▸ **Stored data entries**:
################
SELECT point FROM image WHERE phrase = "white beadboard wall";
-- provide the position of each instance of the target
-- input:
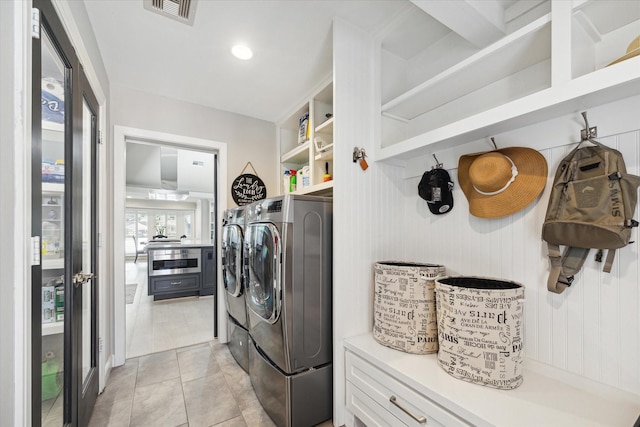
(591, 331)
(367, 204)
(593, 328)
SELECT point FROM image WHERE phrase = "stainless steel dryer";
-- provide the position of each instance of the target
(233, 277)
(288, 253)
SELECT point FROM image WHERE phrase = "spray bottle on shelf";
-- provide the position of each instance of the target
(286, 181)
(293, 185)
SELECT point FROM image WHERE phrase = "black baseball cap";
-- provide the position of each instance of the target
(435, 187)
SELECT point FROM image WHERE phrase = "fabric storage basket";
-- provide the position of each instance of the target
(480, 330)
(404, 306)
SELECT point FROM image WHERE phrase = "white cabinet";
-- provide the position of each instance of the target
(378, 399)
(450, 75)
(424, 394)
(311, 151)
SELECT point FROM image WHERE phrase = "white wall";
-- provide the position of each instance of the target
(14, 228)
(591, 332)
(247, 139)
(592, 329)
(367, 204)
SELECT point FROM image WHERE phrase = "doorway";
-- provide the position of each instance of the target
(123, 135)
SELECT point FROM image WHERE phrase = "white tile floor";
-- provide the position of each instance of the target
(155, 326)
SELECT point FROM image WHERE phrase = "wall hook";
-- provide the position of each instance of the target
(359, 155)
(588, 132)
(438, 164)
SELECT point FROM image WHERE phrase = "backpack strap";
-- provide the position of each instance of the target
(608, 262)
(564, 266)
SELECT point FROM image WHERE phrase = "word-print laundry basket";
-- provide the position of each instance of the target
(480, 330)
(404, 306)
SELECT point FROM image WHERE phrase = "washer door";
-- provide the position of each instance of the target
(232, 259)
(262, 255)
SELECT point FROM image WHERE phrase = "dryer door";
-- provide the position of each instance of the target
(232, 259)
(263, 256)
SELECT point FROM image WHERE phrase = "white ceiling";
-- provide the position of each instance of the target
(291, 41)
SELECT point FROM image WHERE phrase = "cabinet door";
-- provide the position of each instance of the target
(208, 271)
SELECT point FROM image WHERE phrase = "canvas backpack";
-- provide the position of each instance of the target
(592, 203)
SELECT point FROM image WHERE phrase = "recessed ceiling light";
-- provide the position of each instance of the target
(241, 52)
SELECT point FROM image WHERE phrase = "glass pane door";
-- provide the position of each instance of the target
(85, 282)
(262, 250)
(52, 234)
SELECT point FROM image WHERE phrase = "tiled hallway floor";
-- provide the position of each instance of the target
(155, 326)
(200, 385)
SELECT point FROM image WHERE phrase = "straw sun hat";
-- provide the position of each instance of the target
(501, 182)
(632, 50)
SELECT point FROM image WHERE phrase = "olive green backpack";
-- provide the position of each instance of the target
(592, 203)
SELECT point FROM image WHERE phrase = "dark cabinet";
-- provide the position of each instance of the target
(208, 271)
(174, 286)
(188, 284)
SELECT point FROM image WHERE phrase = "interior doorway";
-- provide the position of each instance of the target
(202, 230)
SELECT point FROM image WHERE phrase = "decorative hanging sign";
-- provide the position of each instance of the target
(248, 188)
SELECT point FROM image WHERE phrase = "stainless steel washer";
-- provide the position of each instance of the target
(233, 279)
(288, 254)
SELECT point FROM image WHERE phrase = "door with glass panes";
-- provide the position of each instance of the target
(64, 287)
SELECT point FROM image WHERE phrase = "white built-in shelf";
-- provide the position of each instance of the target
(322, 189)
(499, 60)
(325, 127)
(299, 155)
(552, 61)
(326, 155)
(52, 328)
(547, 397)
(319, 106)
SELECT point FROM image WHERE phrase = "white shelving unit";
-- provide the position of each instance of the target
(317, 157)
(53, 216)
(551, 60)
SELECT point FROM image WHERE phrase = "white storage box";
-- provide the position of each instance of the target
(404, 306)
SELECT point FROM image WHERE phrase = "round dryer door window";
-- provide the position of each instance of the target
(232, 259)
(263, 265)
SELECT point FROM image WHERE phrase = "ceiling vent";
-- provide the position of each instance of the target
(180, 10)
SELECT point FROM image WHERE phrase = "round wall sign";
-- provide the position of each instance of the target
(248, 188)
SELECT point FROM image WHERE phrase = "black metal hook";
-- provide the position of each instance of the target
(438, 164)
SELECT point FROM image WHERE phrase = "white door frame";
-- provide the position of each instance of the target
(120, 135)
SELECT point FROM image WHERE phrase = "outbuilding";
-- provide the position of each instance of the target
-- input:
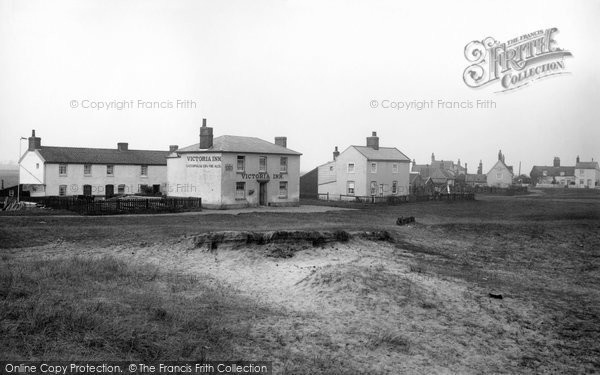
(234, 171)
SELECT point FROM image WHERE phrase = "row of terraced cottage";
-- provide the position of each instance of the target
(235, 171)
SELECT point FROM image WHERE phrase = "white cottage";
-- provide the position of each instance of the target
(234, 171)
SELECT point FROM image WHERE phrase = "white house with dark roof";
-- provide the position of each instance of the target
(587, 174)
(62, 171)
(233, 171)
(365, 171)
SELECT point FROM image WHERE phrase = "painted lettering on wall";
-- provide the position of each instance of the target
(203, 161)
(262, 176)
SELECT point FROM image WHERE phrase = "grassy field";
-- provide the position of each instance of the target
(138, 288)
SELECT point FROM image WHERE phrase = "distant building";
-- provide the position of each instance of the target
(500, 175)
(233, 171)
(51, 170)
(365, 171)
(587, 174)
(309, 184)
(553, 175)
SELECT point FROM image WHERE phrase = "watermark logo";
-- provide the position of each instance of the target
(514, 63)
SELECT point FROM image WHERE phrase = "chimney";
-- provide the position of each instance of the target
(336, 153)
(281, 141)
(556, 161)
(35, 143)
(373, 141)
(205, 136)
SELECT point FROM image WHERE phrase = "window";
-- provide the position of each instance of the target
(373, 187)
(87, 190)
(350, 187)
(262, 163)
(241, 163)
(283, 165)
(240, 189)
(282, 189)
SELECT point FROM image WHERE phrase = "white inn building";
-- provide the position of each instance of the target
(62, 171)
(233, 171)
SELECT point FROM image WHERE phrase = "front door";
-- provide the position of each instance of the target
(262, 194)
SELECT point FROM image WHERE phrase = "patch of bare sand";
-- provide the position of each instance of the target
(358, 303)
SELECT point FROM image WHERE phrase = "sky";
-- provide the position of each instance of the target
(308, 70)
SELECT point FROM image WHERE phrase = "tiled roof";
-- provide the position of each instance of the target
(232, 143)
(587, 165)
(383, 153)
(476, 178)
(81, 155)
(551, 171)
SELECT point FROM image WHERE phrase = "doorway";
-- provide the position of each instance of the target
(262, 194)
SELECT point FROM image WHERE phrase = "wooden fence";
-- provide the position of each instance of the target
(89, 206)
(393, 200)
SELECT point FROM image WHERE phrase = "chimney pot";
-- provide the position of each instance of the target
(35, 143)
(281, 141)
(373, 141)
(206, 136)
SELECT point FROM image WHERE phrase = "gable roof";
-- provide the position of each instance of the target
(83, 155)
(502, 164)
(233, 143)
(587, 165)
(383, 153)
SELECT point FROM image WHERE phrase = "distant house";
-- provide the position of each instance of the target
(51, 171)
(417, 184)
(475, 180)
(587, 174)
(365, 171)
(309, 184)
(555, 174)
(500, 175)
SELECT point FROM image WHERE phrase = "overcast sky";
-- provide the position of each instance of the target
(307, 70)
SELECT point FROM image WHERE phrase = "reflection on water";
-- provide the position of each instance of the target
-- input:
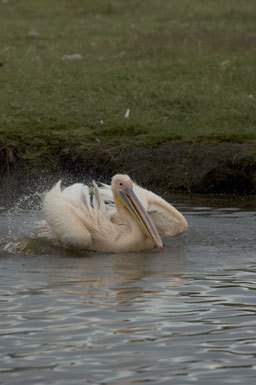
(184, 315)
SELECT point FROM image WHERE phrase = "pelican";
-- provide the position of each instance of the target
(122, 217)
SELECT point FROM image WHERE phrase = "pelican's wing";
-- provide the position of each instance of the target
(63, 210)
(168, 220)
(79, 217)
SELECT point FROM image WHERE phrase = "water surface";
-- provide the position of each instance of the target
(184, 315)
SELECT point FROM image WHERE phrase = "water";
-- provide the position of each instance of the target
(182, 316)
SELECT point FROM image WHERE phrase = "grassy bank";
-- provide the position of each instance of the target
(185, 69)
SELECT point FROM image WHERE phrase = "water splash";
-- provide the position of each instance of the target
(18, 222)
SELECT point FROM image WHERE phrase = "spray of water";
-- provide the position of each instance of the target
(19, 221)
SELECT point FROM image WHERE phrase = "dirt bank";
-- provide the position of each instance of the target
(172, 166)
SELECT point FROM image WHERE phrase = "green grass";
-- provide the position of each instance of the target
(185, 69)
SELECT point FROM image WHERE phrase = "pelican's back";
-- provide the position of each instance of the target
(62, 212)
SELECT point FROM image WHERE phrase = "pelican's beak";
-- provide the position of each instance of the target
(128, 199)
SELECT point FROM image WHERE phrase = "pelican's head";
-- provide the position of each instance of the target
(122, 188)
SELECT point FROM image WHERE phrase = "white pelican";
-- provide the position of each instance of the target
(118, 218)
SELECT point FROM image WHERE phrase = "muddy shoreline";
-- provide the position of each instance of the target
(168, 167)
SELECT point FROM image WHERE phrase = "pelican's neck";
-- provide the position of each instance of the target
(132, 239)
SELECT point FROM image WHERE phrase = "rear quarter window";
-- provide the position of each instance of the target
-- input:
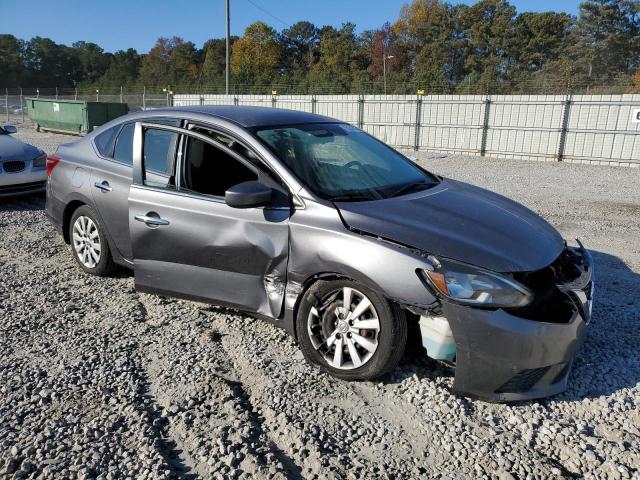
(105, 141)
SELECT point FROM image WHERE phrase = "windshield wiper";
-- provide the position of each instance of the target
(411, 186)
(350, 198)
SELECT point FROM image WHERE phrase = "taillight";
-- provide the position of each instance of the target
(52, 161)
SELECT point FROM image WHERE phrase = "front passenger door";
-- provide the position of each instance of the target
(188, 242)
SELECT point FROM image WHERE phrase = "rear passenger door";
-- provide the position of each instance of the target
(188, 242)
(110, 182)
(111, 179)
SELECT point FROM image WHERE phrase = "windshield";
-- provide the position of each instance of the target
(342, 163)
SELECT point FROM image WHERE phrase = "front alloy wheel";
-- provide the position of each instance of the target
(350, 330)
(345, 330)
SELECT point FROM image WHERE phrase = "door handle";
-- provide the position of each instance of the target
(104, 186)
(155, 221)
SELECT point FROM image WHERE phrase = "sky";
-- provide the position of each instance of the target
(121, 24)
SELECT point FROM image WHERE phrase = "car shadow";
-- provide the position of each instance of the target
(20, 203)
(608, 361)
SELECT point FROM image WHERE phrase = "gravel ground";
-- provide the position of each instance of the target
(99, 381)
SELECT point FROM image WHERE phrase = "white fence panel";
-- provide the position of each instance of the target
(451, 123)
(581, 128)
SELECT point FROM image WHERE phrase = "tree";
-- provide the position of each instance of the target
(300, 44)
(608, 38)
(255, 55)
(123, 69)
(11, 64)
(50, 64)
(489, 31)
(430, 34)
(92, 59)
(155, 65)
(183, 58)
(213, 68)
(342, 58)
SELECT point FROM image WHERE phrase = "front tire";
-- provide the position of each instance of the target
(350, 331)
(89, 245)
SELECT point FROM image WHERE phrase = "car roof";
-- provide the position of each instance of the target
(249, 116)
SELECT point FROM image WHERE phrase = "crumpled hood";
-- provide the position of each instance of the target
(13, 149)
(461, 222)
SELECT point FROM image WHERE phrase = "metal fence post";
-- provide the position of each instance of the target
(485, 126)
(564, 127)
(360, 111)
(416, 139)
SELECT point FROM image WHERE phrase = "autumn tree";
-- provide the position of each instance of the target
(300, 49)
(123, 69)
(608, 38)
(11, 65)
(255, 55)
(343, 59)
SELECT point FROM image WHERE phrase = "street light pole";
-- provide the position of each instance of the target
(385, 57)
(227, 51)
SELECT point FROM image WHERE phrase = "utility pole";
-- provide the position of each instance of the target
(385, 57)
(227, 50)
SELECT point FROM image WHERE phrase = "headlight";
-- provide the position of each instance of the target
(475, 286)
(40, 161)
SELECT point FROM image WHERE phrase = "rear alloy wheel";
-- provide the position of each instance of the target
(350, 331)
(88, 244)
(86, 241)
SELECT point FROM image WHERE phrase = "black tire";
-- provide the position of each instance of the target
(105, 265)
(391, 338)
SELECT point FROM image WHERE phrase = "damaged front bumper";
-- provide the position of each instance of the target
(510, 356)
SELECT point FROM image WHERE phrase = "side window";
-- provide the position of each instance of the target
(124, 145)
(241, 150)
(105, 140)
(160, 151)
(210, 171)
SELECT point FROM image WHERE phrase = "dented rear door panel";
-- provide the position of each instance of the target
(210, 251)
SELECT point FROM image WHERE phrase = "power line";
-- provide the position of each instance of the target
(268, 13)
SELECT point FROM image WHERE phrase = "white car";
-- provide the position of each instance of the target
(22, 166)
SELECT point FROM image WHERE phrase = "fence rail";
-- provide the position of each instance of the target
(571, 128)
(601, 129)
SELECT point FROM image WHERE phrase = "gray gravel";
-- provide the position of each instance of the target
(98, 381)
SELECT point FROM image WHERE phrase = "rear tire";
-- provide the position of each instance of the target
(89, 244)
(350, 331)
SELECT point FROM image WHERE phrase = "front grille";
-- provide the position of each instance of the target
(13, 166)
(21, 188)
(523, 380)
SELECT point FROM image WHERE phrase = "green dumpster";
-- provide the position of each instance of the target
(72, 116)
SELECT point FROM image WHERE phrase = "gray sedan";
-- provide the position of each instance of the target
(22, 166)
(314, 225)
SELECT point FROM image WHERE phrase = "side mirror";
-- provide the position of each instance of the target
(248, 195)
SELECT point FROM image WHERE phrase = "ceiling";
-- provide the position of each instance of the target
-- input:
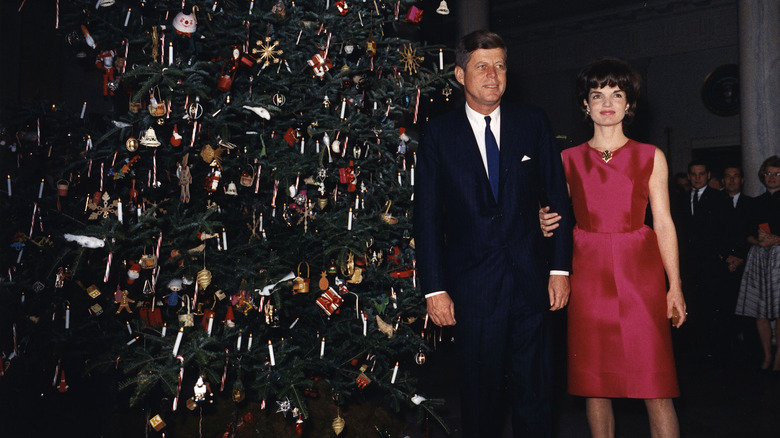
(519, 15)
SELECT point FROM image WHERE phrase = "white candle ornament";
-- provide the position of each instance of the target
(178, 341)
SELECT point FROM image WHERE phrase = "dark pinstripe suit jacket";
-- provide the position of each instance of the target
(465, 238)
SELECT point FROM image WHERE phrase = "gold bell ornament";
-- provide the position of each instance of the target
(443, 9)
(149, 138)
(204, 278)
(338, 424)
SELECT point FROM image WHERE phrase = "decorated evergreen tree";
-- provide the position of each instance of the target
(239, 221)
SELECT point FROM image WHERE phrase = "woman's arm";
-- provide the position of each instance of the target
(667, 236)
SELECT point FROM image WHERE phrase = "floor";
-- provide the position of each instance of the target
################
If a line in the entries contains the word "backpack", copy that line out.

SELECT point FROM image WHERE phrase = "backpack strap";
SELECT point FROM image WHERE phrase = "canvas backpack";
SELECT point FROM image WHERE phrase = "olive green backpack";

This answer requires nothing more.